• REQUIREMENT: The answer is a number and nothing else: the count of lines in these entries containing the word "castle".

──────── RECORDS FOR THIS EXERCISE

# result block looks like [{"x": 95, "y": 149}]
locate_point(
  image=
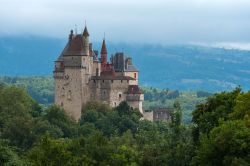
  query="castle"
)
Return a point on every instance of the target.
[{"x": 81, "y": 76}]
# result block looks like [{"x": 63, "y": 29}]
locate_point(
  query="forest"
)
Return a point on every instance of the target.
[
  {"x": 33, "y": 134},
  {"x": 41, "y": 88}
]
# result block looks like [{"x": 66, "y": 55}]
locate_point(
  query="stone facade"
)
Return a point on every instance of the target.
[
  {"x": 81, "y": 76},
  {"x": 159, "y": 114}
]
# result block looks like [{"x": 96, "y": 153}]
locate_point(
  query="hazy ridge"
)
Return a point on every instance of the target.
[{"x": 182, "y": 67}]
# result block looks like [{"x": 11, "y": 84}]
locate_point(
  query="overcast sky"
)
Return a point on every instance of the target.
[{"x": 150, "y": 21}]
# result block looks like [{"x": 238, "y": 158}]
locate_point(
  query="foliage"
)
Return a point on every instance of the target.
[{"x": 34, "y": 135}]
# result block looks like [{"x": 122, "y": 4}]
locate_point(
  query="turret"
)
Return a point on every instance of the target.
[
  {"x": 85, "y": 38},
  {"x": 104, "y": 53},
  {"x": 71, "y": 36}
]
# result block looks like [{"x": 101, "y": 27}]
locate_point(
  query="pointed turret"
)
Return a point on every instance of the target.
[
  {"x": 85, "y": 37},
  {"x": 85, "y": 32},
  {"x": 104, "y": 52}
]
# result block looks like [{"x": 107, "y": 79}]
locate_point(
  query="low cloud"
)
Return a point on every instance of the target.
[{"x": 158, "y": 21}]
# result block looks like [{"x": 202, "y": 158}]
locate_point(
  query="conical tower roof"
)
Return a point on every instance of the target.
[
  {"x": 104, "y": 48},
  {"x": 85, "y": 32}
]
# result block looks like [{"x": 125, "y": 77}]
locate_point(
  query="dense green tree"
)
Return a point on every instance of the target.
[
  {"x": 9, "y": 155},
  {"x": 207, "y": 115},
  {"x": 57, "y": 117},
  {"x": 227, "y": 144}
]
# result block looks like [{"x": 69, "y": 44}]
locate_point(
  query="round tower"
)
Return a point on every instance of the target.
[{"x": 85, "y": 38}]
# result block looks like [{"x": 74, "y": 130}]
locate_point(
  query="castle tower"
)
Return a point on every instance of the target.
[
  {"x": 72, "y": 74},
  {"x": 85, "y": 37},
  {"x": 104, "y": 54}
]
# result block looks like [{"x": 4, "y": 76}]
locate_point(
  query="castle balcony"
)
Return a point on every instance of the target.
[
  {"x": 134, "y": 97},
  {"x": 58, "y": 74}
]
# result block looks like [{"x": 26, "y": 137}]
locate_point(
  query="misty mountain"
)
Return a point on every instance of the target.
[{"x": 182, "y": 67}]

────────────────

• FINAL ANSWER: 3